__Assignment__. Nothing but the pictures should be left out when the entries below are duplicated.

[Image point grounding data]

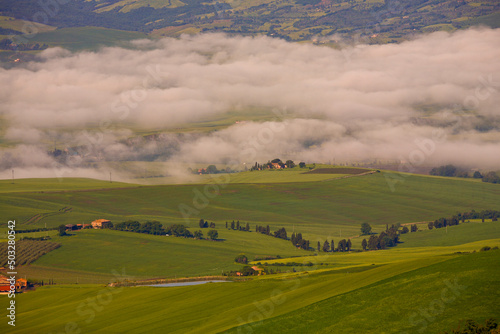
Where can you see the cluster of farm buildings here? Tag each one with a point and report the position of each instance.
(20, 285)
(97, 224)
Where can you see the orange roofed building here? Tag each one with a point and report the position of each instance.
(100, 223)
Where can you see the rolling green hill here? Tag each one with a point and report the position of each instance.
(372, 21)
(316, 209)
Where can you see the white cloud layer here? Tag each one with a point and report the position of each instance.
(361, 103)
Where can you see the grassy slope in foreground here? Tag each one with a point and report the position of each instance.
(332, 301)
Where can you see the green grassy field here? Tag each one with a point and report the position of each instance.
(318, 210)
(370, 300)
(88, 38)
(148, 256)
(447, 296)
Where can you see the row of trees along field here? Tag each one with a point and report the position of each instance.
(156, 228)
(455, 220)
(237, 226)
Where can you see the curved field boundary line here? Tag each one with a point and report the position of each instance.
(353, 175)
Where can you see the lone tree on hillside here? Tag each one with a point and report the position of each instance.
(213, 234)
(241, 259)
(326, 246)
(365, 228)
(364, 244)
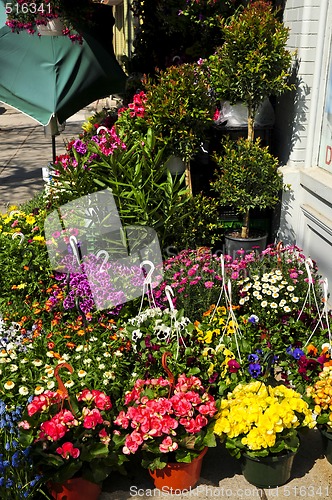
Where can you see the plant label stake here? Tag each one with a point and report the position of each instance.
(171, 377)
(62, 390)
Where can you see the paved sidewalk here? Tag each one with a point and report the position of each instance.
(24, 150)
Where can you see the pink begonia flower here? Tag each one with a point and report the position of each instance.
(132, 443)
(101, 400)
(168, 445)
(194, 425)
(181, 406)
(52, 430)
(104, 437)
(67, 450)
(92, 418)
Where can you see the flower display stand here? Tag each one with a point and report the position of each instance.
(75, 489)
(267, 472)
(178, 476)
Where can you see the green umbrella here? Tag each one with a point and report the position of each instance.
(50, 76)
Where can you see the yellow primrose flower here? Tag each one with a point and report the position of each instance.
(30, 219)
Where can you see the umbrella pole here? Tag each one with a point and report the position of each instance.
(53, 148)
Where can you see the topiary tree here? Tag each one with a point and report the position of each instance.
(247, 178)
(253, 63)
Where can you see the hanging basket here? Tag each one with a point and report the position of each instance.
(267, 472)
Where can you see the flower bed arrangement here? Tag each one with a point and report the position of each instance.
(166, 420)
(261, 420)
(70, 437)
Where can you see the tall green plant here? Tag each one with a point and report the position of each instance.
(144, 191)
(179, 107)
(253, 63)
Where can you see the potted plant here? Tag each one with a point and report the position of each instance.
(179, 107)
(246, 178)
(253, 63)
(169, 422)
(70, 438)
(259, 423)
(320, 400)
(18, 477)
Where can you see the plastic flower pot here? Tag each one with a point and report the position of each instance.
(178, 476)
(327, 444)
(234, 243)
(267, 472)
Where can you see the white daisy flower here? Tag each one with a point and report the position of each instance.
(9, 385)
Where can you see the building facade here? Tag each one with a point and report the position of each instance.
(303, 134)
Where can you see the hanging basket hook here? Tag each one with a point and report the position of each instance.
(171, 377)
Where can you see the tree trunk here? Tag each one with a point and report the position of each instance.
(245, 227)
(188, 178)
(251, 132)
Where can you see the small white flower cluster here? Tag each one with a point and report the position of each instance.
(269, 291)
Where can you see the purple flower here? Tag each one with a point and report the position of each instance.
(80, 147)
(297, 353)
(253, 358)
(253, 319)
(255, 370)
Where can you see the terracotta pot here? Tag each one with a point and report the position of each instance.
(75, 489)
(234, 243)
(267, 472)
(327, 444)
(178, 476)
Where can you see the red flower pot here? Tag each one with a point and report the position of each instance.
(178, 476)
(75, 489)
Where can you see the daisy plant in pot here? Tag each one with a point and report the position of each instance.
(258, 424)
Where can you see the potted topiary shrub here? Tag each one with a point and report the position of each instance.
(246, 178)
(253, 63)
(179, 108)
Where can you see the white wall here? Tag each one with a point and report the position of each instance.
(307, 208)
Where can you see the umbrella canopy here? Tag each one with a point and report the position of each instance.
(47, 76)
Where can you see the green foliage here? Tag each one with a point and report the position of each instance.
(144, 191)
(195, 224)
(253, 62)
(180, 108)
(247, 177)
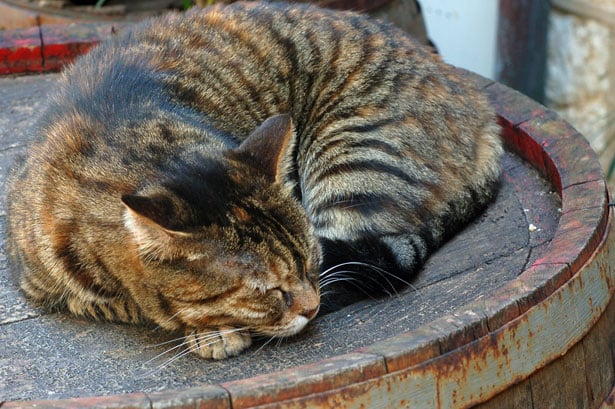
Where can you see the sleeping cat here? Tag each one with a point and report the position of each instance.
(200, 171)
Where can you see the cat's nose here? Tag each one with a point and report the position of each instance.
(311, 313)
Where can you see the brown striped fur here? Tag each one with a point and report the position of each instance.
(199, 171)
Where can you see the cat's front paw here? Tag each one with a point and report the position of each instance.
(218, 343)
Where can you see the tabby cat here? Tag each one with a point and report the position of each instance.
(200, 171)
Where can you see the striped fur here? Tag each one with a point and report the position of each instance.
(158, 189)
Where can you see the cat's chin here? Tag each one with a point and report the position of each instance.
(292, 328)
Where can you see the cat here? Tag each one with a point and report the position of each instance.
(211, 172)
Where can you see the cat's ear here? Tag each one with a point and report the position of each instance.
(267, 146)
(158, 208)
(155, 222)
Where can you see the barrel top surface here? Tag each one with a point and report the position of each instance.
(548, 217)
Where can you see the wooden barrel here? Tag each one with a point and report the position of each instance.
(540, 336)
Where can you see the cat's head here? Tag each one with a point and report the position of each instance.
(222, 241)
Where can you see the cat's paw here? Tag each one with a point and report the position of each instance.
(218, 343)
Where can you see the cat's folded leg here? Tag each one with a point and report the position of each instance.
(218, 343)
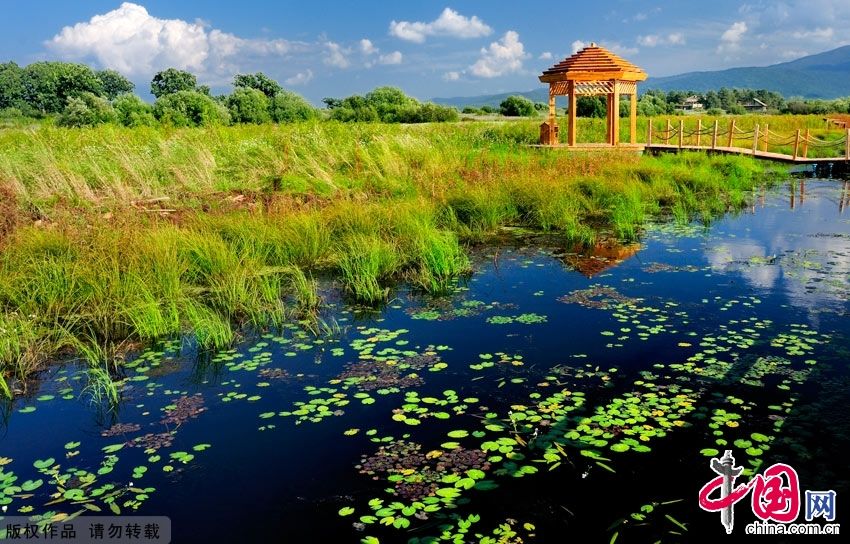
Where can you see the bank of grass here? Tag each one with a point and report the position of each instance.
(255, 213)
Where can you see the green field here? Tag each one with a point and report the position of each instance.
(113, 237)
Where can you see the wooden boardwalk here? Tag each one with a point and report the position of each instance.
(758, 141)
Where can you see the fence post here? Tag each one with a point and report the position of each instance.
(681, 132)
(766, 134)
(731, 132)
(806, 145)
(755, 139)
(847, 145)
(797, 144)
(714, 136)
(699, 131)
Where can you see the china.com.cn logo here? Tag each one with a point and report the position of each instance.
(775, 499)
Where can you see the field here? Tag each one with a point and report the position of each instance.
(114, 237)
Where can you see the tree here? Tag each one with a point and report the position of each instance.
(171, 81)
(517, 106)
(248, 105)
(48, 85)
(132, 111)
(259, 81)
(11, 85)
(86, 110)
(114, 84)
(190, 109)
(288, 107)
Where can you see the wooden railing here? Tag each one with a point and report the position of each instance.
(757, 141)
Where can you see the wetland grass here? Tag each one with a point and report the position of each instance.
(139, 234)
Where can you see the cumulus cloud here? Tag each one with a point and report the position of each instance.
(390, 58)
(301, 78)
(653, 40)
(336, 55)
(730, 40)
(132, 41)
(502, 57)
(449, 23)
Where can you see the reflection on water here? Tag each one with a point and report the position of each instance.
(553, 393)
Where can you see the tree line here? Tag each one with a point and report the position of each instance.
(76, 95)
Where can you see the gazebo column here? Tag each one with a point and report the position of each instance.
(571, 127)
(615, 114)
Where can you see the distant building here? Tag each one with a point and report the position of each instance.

__Written answer__.
Where can you see the cluster of farm buildings here? Tag each one with a point and report the position of each instance.
(20, 285)
(97, 224)
Where can you see the orange roofed building here? Tag each one with a point and report the position of each instance.
(100, 223)
Where can you see the rolling green hill here? Tag each one with a point and report the position of each instance.
(372, 21)
(316, 209)
Where can you see the white cloud layer here? Tag each one with a point and report the position of each instance.
(361, 103)
Where can you see the grassy slope in foreground here? Tag each one with a point and report the position of each instance.
(332, 301)
Where can you see the green grassy field here? Tag each one with a point and report the position of each instance.
(318, 210)
(370, 300)
(88, 38)
(148, 256)
(447, 296)
Where can you see the row of trees along field here? Tag each one with a point and report the position of each instance.
(156, 228)
(455, 220)
(237, 226)
Where can you see the curved field boundary line here? Tag each one with a point and report the position of each instance.
(353, 175)
Where can you see the lone tree on hillside here? Tag each one with a point and report the position of each instance.
(213, 234)
(241, 259)
(326, 246)
(365, 228)
(364, 244)
Where can you see the plant label stake here? Tag each one with a point and report the position of each instance.
(171, 377)
(62, 390)
Where can you see the paved sidewalk here? Tag each one with a point and report the position of each instance.
(24, 150)
Where can you see the pink begonia flower here? Tag each one with a point and report the position of each instance.
(132, 443)
(101, 400)
(168, 445)
(194, 425)
(181, 406)
(52, 430)
(104, 437)
(67, 450)
(92, 418)
Where can you see the flower display stand here? Tag each one with a point and report the position of each instance.
(75, 489)
(267, 472)
(178, 476)
Where can you see the green umbrella here? Tag each one with a point and report the position of each instance.
(50, 76)
Where can you see the yellow primrose flower here? Tag each one with a point and report the position of each instance.
(30, 219)
Where can you see the umbrella pole here? Tag each one with a point and report the position of each instance.
(53, 148)
Where can you see the topiary tree here? Tag each one with a point and report the position of each instance.
(247, 178)
(253, 63)
Where can you see the hanging basket here? Tag each one with a point and report the position of each instance.
(267, 472)
Where can you see the flower bed arrangement here? Tag each one with a point and report the position of each instance.
(166, 420)
(261, 420)
(70, 437)
Where can you see the tall green plant here? Tag each one with a point and report the position of each instance.
(144, 191)
(179, 107)
(253, 63)
Where can you see the potted plant here? Tag each one with a point and report the position of each instance.
(179, 107)
(246, 178)
(253, 63)
(169, 422)
(70, 438)
(259, 423)
(320, 400)
(18, 477)
Where can you see the plastic flower pot here? Tag each one with a point and report the position of each instance.
(178, 476)
(327, 444)
(234, 243)
(267, 472)
Where can you see the white daisy flower here? Tag each one with a point and report the position of each instance.
(9, 385)
Where can you see the building facade here? Tag each one with a point and report the position of each instance.
(303, 134)
Where can you see the hanging basket hook here? Tag each one with a point and report the position of each instance.
(171, 377)
Where can you see the tree trunk here? Tag each one with a point and report the position of each instance.
(245, 227)
(188, 178)
(251, 132)
Where can you see the small white flower cluster here? Tag each one with a point and report the position of each instance.
(269, 291)
Where can you see the purple flower here? Tag each one with a point and report the position of each instance.
(80, 147)
(297, 353)
(253, 358)
(253, 319)
(255, 370)
Where can you see the terracotta pot here? Tag each one with a point and report the position of each instance.
(75, 489)
(234, 243)
(267, 472)
(327, 444)
(178, 476)
Where can you see the red flower pot here? Tag each one with a point and report the position of each instance.
(178, 476)
(75, 489)
Where can you see the daisy plant in pot here? Tag each one with a point and report the position of each instance.
(258, 424)
Where can you see the potted topiary shrub here? Tag each one with a point and report the position of each instance.
(246, 178)
(253, 63)
(179, 108)
Where can you see the white wall here? Tag each one with a point and report the position of each instance.
(307, 208)
Where can you see the umbrella canopy here? Tag each one with a point and report the position of each instance.
(47, 76)
Where can you see the green foliage here? Tag each one with a point and report the position of each instance.
(144, 191)
(195, 224)
(253, 62)
(180, 108)
(247, 177)
Where can you see the sleeping cat here? Tag each one with a point and report the position of each instance.
(200, 171)
Where can you see the cat's nose here? Tag each one with a point and report the position of each instance.
(311, 313)
Where can you see the brown striped fur here? Tag each one with a point and report the position of each instance.
(199, 171)
Where can you see the cat's front paw here? Tag each one with a point and report the position of each instance.
(218, 343)
Where can you see the tabby cat here? Tag each one with a point and report the position of each instance.
(200, 171)
Where can you see the striped fur here? Tag each one with a point and report the position of each instance.
(158, 189)
Where can you see the cat's chin here? Tag each one with a point and report the position of each instance.
(292, 328)
Where can you see the cat here? Tag each one with a point and report the position of each instance.
(211, 172)
Where can you see the cat's ear here? Tag each one with a point and report the position of each instance.
(267, 146)
(158, 208)
(155, 222)
Where can you see the barrel top surface here? Tag each one with a point and report the position of each instance.
(548, 217)
Where can you see the wooden barrel here? Tag each one with a point and report the position of each instance.
(540, 336)
Where can you see the cat's head here? Tag each one with a point and report the position of each instance.
(222, 241)
Where can you see the cat's paw here? Tag each one with a point and report the position of each instance.
(218, 343)
Where can you see the cat's folded leg here? Tag each one with a point and report the position of each instance.
(218, 343)
Where can you see the bank of grass here? Tag each one with a point and report the position of each instance.
(255, 213)
Where can you see the green field here? Tag each one with a point and report the position of each instance.
(113, 237)
Where can you see the wooden boardwalk here? Tag each one with a point and report the position of each instance.
(758, 141)
Where can you see the fence post here? Tag each one with a point and report the position of each instance.
(681, 132)
(766, 134)
(731, 132)
(806, 145)
(755, 139)
(847, 145)
(797, 144)
(714, 136)
(699, 131)
Where can you see the china.com.cn logo here? Tag each one with a point and report the position of each instance.
(775, 499)
Where can you see the field here? Tag each one with a point and report the position of each instance.
(114, 237)
Where can you see the tree here? Tag each one with a point and report the position of each instance.
(171, 81)
(517, 106)
(248, 105)
(48, 85)
(132, 111)
(259, 81)
(11, 85)
(86, 110)
(114, 84)
(190, 109)
(288, 107)
Where can you see the wooden railing here? Tag each one with a point and report the position of each instance.
(757, 141)
Where can you see the wetland grass here? Tag each one with a point and report the position of each instance.
(139, 234)
Where can you see the cumulus cloud here? Tag each one with a point and report the position of each instance.
(390, 58)
(301, 78)
(653, 40)
(336, 55)
(730, 40)
(132, 41)
(502, 57)
(449, 23)
Where can you see the reflection on water here? Tag each one with a point and report the position of each instance.
(553, 393)
Where can you see the tree line here? Tag each one with a point and report the position of each instance.
(76, 95)
Where can you see the gazebo column here? Tag each one with a point and report the position of each instance.
(571, 127)
(615, 114)
Where can you see the distant building here? Tag each one with a point and report the position of each instance.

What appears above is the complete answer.